Input rows >>
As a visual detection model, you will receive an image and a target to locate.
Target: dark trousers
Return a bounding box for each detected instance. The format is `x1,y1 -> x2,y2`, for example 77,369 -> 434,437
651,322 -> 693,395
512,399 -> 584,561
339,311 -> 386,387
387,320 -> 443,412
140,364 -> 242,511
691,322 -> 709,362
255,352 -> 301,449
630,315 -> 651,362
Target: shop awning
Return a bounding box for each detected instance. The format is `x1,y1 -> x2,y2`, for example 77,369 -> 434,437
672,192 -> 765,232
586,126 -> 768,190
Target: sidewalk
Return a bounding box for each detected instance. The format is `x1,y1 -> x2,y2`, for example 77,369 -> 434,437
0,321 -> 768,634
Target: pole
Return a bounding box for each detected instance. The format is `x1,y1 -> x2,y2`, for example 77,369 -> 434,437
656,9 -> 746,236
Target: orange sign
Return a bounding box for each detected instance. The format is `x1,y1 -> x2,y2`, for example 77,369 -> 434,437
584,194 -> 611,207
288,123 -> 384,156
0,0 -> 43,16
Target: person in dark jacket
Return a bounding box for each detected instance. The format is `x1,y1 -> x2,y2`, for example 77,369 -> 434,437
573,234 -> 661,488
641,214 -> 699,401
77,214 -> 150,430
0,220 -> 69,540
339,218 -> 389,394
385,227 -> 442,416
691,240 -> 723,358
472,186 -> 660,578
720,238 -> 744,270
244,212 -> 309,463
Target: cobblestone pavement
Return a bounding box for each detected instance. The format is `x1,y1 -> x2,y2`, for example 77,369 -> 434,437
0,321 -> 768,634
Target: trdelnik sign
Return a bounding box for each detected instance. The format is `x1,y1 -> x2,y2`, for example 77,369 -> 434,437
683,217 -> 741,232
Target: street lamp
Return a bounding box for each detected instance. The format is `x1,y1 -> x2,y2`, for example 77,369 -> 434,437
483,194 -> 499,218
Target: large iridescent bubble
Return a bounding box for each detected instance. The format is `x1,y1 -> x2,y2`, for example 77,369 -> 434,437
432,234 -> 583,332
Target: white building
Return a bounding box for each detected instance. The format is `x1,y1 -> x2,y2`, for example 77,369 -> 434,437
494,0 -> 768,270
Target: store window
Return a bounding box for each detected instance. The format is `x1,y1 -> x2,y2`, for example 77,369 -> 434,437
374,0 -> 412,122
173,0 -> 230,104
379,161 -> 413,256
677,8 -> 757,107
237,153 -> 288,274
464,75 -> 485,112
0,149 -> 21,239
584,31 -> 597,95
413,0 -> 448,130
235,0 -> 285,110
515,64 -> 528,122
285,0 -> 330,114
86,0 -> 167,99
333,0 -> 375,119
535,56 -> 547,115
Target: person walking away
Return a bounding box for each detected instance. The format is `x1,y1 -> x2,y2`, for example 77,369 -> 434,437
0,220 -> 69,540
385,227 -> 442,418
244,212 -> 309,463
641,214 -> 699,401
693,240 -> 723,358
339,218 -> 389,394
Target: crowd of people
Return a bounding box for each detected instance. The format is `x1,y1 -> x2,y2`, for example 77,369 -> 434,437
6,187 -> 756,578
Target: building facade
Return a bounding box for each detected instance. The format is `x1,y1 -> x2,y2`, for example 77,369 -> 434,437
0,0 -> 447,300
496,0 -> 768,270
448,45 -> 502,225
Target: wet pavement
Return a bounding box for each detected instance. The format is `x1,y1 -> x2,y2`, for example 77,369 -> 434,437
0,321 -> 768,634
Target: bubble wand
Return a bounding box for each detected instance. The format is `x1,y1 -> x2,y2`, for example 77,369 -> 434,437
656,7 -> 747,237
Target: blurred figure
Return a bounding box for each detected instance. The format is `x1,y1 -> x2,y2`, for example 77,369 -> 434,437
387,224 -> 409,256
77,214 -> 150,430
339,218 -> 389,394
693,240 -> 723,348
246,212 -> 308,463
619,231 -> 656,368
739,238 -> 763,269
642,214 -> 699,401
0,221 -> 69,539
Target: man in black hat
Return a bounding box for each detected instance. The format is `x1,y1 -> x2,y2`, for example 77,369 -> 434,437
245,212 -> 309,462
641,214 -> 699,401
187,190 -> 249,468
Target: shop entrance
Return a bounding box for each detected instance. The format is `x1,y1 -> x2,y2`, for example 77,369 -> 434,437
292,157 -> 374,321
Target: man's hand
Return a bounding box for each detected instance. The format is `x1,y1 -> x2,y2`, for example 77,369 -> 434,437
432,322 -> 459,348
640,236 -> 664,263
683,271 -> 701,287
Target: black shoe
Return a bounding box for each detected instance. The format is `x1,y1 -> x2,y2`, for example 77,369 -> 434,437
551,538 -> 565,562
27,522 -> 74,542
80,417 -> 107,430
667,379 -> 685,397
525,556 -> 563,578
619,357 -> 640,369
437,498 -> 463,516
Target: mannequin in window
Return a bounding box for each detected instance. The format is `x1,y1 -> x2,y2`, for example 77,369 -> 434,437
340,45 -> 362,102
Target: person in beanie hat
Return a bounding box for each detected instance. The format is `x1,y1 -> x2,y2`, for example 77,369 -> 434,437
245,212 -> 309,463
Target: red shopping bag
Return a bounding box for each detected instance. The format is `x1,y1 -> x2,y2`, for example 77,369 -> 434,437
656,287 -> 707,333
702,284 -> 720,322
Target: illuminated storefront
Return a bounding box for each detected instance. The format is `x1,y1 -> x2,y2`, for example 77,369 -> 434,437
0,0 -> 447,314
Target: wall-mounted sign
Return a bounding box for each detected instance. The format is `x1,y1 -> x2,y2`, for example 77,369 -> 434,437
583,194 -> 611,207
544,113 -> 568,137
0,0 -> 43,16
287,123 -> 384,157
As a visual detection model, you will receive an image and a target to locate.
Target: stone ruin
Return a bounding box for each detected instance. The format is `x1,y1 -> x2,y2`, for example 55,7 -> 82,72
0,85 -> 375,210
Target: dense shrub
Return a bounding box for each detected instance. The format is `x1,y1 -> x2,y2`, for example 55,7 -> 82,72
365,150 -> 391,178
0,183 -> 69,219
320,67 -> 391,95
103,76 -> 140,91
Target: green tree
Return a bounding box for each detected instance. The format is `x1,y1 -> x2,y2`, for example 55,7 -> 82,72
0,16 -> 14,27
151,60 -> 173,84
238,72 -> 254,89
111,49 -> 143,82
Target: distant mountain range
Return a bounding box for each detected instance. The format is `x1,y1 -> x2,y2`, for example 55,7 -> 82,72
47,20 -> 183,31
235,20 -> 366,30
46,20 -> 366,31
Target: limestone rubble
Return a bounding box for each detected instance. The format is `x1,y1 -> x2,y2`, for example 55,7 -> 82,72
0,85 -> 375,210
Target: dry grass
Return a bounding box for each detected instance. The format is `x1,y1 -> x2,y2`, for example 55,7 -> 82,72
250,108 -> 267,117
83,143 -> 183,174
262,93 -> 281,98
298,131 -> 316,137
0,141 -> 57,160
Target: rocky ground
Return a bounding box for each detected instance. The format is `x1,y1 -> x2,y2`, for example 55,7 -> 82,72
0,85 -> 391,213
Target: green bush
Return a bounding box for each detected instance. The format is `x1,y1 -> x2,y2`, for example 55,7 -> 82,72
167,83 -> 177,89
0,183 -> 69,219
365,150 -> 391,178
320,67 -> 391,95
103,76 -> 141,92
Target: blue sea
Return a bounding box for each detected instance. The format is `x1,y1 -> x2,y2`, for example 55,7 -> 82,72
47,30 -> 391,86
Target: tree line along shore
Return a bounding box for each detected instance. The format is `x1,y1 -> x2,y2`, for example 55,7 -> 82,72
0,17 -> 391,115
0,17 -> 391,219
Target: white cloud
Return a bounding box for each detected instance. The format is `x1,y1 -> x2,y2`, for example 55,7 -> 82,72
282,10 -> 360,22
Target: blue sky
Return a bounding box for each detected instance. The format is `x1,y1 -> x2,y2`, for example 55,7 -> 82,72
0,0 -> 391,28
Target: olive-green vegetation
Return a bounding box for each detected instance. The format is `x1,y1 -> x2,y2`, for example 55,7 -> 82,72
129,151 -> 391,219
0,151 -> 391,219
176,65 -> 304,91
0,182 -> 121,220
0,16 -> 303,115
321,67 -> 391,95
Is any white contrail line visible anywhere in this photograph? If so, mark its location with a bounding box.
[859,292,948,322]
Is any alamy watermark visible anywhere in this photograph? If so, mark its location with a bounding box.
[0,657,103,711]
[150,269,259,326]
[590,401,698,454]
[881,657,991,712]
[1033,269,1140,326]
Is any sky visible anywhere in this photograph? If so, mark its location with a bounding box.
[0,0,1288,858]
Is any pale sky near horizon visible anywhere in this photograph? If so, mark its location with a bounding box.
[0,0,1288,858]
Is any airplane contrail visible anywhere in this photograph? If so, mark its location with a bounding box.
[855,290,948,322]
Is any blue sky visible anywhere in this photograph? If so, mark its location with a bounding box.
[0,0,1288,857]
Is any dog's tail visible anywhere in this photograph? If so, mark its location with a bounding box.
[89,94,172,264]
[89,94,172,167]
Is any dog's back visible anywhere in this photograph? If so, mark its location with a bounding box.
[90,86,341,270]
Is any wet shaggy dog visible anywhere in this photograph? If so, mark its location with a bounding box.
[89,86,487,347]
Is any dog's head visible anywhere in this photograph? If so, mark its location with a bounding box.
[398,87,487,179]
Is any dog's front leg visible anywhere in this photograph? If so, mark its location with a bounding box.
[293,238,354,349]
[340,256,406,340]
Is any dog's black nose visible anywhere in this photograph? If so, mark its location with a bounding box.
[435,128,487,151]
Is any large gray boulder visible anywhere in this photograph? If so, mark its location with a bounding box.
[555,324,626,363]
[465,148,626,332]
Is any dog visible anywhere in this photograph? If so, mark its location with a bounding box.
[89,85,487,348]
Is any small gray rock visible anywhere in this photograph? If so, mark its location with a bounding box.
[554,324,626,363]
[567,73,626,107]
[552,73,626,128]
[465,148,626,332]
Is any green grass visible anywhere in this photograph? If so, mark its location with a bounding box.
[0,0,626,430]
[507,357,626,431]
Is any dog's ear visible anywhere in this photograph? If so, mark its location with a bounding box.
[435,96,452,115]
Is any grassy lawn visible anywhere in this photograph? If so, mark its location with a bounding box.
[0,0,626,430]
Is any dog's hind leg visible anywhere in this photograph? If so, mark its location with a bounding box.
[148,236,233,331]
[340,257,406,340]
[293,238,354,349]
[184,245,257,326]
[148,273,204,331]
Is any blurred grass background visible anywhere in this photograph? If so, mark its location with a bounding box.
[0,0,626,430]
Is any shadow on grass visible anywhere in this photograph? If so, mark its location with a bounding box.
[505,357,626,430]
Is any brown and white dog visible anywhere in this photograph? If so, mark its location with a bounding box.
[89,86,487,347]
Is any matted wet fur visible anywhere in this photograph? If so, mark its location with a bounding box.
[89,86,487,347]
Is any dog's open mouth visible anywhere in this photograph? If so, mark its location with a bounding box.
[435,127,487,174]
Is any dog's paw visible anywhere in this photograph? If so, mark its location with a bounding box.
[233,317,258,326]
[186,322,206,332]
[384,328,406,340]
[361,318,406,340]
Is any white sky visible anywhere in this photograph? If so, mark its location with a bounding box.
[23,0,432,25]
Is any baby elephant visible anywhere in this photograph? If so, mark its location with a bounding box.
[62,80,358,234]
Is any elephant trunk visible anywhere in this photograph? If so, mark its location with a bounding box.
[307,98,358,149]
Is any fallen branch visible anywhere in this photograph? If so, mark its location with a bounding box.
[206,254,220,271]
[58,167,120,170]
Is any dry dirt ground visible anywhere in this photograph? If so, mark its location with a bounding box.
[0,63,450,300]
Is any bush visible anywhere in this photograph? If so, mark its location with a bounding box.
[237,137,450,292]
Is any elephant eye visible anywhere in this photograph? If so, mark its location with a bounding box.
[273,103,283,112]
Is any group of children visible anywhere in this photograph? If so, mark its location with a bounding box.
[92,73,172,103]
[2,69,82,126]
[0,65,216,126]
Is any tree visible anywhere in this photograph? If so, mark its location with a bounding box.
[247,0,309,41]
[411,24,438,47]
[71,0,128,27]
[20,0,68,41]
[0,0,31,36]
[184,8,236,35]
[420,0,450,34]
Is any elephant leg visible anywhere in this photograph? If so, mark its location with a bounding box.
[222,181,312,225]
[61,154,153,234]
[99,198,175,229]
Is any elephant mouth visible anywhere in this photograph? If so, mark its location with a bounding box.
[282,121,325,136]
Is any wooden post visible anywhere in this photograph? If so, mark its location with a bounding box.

Written request >>
Return the data word for word, starting with its first line and going on through the line with "586,126 -> 768,190", both included.

Correct answer >>
As a visual detection model, you will receive an image and a target to locate.
Target: dark trousers
Return a bounding box for each detected instance. The format is `x1,y1 -> x2,y2`, for example 77,369 -> 434,437
651,322 -> 693,395
512,399 -> 584,561
339,311 -> 386,387
387,320 -> 443,412
140,364 -> 242,511
691,322 -> 709,362
255,352 -> 301,449
630,315 -> 651,362
Target: shop awning
Return a bounding box for each detected instance. The format is `x1,y1 -> x2,y2`, for example 77,369 -> 434,437
672,192 -> 765,232
586,126 -> 768,190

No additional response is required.